### Aim of the task
Each and every line below goes into your answer unchanged, but leave out the images.

[Input material — start]

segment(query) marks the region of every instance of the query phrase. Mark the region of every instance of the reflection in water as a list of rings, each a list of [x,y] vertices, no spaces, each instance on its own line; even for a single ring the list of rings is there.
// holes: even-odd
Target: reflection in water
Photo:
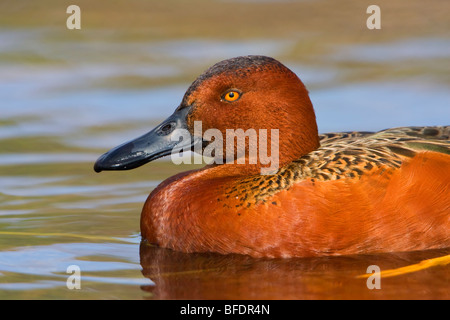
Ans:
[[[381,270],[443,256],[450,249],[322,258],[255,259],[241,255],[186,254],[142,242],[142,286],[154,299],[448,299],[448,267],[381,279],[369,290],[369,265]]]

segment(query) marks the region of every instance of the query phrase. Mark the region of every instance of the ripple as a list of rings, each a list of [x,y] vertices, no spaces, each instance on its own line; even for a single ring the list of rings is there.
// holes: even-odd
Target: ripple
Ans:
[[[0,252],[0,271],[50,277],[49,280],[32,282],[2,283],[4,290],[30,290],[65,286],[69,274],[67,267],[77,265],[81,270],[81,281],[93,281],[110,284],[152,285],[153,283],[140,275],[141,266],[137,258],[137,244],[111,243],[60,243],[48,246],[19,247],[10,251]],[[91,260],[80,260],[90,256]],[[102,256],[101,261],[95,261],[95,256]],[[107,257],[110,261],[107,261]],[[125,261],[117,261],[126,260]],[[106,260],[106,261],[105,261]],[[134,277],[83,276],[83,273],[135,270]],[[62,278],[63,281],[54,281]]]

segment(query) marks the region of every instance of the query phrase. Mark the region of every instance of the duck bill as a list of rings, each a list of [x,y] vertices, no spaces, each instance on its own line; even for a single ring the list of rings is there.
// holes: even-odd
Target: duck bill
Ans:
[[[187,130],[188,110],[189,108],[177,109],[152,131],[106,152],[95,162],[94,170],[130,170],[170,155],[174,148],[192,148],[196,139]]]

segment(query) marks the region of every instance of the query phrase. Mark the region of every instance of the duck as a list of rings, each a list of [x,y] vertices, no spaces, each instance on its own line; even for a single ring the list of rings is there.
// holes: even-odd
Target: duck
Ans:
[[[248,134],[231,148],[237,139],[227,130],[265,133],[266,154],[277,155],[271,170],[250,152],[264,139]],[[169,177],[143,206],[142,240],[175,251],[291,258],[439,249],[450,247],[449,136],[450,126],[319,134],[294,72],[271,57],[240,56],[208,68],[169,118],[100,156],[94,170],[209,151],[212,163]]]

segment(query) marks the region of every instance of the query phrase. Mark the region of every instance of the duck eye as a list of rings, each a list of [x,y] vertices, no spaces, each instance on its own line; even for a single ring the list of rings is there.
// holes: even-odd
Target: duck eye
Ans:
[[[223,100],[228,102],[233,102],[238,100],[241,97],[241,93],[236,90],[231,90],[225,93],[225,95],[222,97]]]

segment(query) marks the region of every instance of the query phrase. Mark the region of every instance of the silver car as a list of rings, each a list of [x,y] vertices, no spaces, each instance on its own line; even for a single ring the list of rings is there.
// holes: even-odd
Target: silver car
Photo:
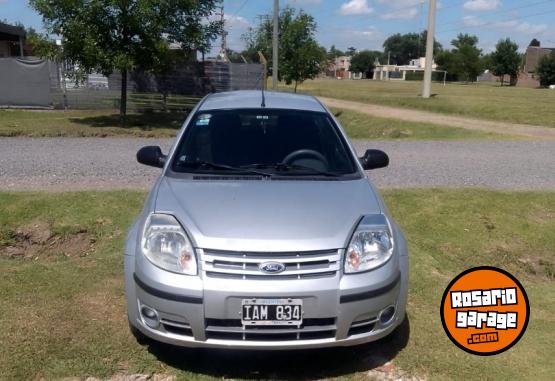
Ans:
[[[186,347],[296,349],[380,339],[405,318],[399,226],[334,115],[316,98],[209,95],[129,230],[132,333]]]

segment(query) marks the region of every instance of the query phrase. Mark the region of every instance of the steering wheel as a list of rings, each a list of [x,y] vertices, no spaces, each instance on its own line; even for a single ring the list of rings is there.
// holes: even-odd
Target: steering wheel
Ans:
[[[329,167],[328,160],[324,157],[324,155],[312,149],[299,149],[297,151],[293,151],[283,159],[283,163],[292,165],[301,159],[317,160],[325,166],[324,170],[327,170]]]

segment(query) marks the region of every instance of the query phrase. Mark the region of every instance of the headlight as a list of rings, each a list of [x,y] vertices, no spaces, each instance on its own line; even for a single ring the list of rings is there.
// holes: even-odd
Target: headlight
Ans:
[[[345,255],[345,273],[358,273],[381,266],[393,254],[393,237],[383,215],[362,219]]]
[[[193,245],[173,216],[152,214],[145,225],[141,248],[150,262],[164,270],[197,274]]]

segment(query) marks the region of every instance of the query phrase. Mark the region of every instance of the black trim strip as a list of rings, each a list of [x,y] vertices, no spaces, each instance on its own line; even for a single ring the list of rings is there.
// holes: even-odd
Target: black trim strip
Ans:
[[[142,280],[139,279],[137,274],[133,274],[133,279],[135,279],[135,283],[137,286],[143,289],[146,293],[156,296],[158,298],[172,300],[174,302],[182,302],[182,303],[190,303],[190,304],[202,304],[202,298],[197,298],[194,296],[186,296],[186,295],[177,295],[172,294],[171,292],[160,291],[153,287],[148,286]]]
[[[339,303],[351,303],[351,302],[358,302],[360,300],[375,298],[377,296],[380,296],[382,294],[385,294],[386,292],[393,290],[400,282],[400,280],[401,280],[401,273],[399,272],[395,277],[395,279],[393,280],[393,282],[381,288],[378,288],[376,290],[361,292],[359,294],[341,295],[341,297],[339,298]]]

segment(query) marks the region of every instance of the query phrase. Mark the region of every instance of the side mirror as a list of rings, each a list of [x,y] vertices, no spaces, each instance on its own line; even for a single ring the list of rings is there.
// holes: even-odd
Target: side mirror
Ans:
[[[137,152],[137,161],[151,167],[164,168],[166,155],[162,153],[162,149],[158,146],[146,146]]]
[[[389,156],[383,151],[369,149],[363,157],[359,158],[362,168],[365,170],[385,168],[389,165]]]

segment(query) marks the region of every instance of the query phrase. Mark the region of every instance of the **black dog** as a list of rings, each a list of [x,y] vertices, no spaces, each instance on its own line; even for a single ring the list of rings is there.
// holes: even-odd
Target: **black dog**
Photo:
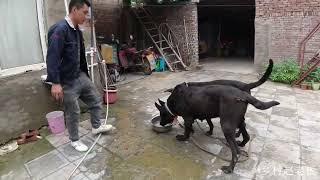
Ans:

[Input material — finish]

### Response box
segment(query) marks the region of every instance of the query phrase. Mark the region of every instance of the reflection in water as a list of rings, each a list of [x,y] vertices, no spaces, each instance on its own line; even for a single ring the list of rings is there.
// holes: even-odd
Target: reflection in water
Photo:
Ans:
[[[381,270],[443,256],[450,249],[322,258],[255,259],[241,255],[186,254],[142,242],[142,286],[154,299],[448,299],[448,267],[381,279],[369,290],[369,265]]]

segment(query) marks the region of every instance of the query phrase. Mark the region of every instance of the ripple as a list of rings, each a list of [x,y] vertices, no spaces, each instance on its own line; even for a single ring the list of rings is there.
// holes: even-odd
Target: ripple
Ans:
[[[0,252],[0,271],[50,277],[49,280],[32,282],[2,283],[4,290],[30,290],[65,286],[69,274],[67,267],[77,265],[81,270],[81,281],[93,281],[110,284],[152,285],[153,283],[140,275],[141,266],[137,258],[137,244],[111,243],[60,243],[48,246],[19,247],[10,251]],[[91,260],[80,260],[90,256]],[[102,256],[101,261],[95,261],[95,256]],[[107,257],[110,261],[107,261]],[[125,261],[117,261],[126,260]],[[106,260],[106,261],[105,261]],[[134,277],[83,276],[83,273],[135,270]],[[62,278],[63,281],[54,281]]]

segment(query) marks the region of every instance of the query phrase. Mark the region of every instance of the duck bill as a list of rings, each a list of [x,y] vertices, no spaces, each instance on its own line; even for a single ring the list of rings is there.
// holes: even-odd
Target: duck bill
Ans:
[[[187,130],[188,110],[189,108],[177,109],[152,131],[106,152],[95,162],[94,170],[130,170],[170,155],[174,148],[192,148],[196,139]]]

segment(query) marks the region of every instance of the query phrase. Mark the region of every instance of the duck as a list of rings, each a list of [x,y] vertices, no spaces, each instance on its own line; even for a single ring the list of rings is there.
// holes: even-odd
Target: duck
Ans:
[[[248,134],[231,148],[237,139],[227,130],[265,133],[266,154],[277,155],[271,170],[250,152],[264,139]],[[169,177],[143,206],[142,240],[175,251],[291,258],[439,249],[450,247],[449,136],[450,126],[319,134],[294,72],[271,57],[240,56],[208,68],[169,118],[100,156],[94,170],[209,151],[212,163]]]

segment(query) marks the region of every instance of the query phrase. Mark the region of every instance of the duck eye as a list of rings, each a list of [x,y] vertices, no spaces, each instance on its own line; even for a single ring the list of rings is there.
// holes: even-odd
Target: duck eye
Ans:
[[[223,100],[228,102],[233,102],[238,100],[241,97],[241,93],[236,90],[231,90],[225,93],[225,95],[222,97]]]

segment(query) marks the region of every instance of the query phrase. Mark the region of every instance of the silver car as a list of rings, each a list of [x,y] vertices, no spaces, each instance on its own line; even for a single ring the list of rings is there.
// holes: even-odd
Target: silver car
Photo:
Ans:
[[[186,347],[296,349],[380,339],[405,318],[399,226],[334,115],[316,98],[209,95],[129,230],[132,333]]]

segment(query) marks the region of every instance of the query phrase. Mark the region of every instance of the steering wheel as a list of rings, each a list of [x,y] vertices, no spaces, each instance on its own line; even for a single ring the list of rings is there.
// holes: even-odd
Target: steering wheel
Ans:
[[[329,167],[328,160],[324,157],[324,155],[312,149],[299,149],[297,151],[293,151],[283,159],[283,163],[292,165],[301,159],[317,160],[325,166],[324,170],[327,170]]]

segment(query) marks the region of every instance of the query phrase. Mark the region of every instance of the headlight as a list of rings, each a list of [x,y] vertices, no spaces, each instance on its own line; even for a single ring the list of rings is there.
// holes: even-odd
Target: headlight
Ans:
[[[345,255],[345,273],[358,273],[381,266],[393,254],[393,237],[383,215],[362,219]]]
[[[193,245],[173,216],[152,214],[145,225],[141,248],[150,262],[164,270],[197,274]]]

segment(query) marks the region of every instance of the query phrase. Mark the region of every instance of the black trim strip as a list of rings, each a list of [x,y] vertices, no spaces, each instance on its own line; even for a single ring the list of rings is there.
// holes: even-odd
Target: black trim strip
Ans:
[[[142,280],[139,279],[137,274],[133,274],[133,279],[135,279],[135,283],[137,286],[143,289],[146,293],[156,296],[158,298],[172,300],[174,302],[182,302],[182,303],[190,303],[190,304],[202,304],[202,298],[197,298],[194,296],[186,296],[186,295],[177,295],[172,294],[171,292],[160,291],[153,287],[148,286]]]
[[[339,303],[351,303],[351,302],[358,302],[360,300],[375,298],[377,296],[380,296],[382,294],[385,294],[386,292],[393,290],[400,282],[400,280],[401,280],[401,273],[399,272],[395,277],[395,279],[393,280],[393,282],[381,288],[378,288],[376,290],[361,292],[359,294],[341,295],[341,297],[339,298]]]

segment(query) marks the region of every instance of the query phrase. Mark the region of every instance of the side mirror as a list of rings, each a list of [x,y] vertices, no spaces, each instance on its own line; even for a single ring the list of rings is there.
// holes: even-odd
Target: side mirror
Ans:
[[[137,152],[137,161],[151,167],[164,168],[166,155],[162,153],[162,149],[158,146],[146,146]]]
[[[389,156],[383,151],[369,149],[363,157],[359,158],[362,168],[365,170],[385,168],[389,165]]]

segment(query) marks the region of every instance of the query phrase. Mark the region of every instance of the **black dog** as a list of rings, each a list of [x,y] vertices, no spaces, each instance on its own line; even for a single ring the list of rings is there.
// holes: even-odd
Target: **black dog**
Photo:
Ans:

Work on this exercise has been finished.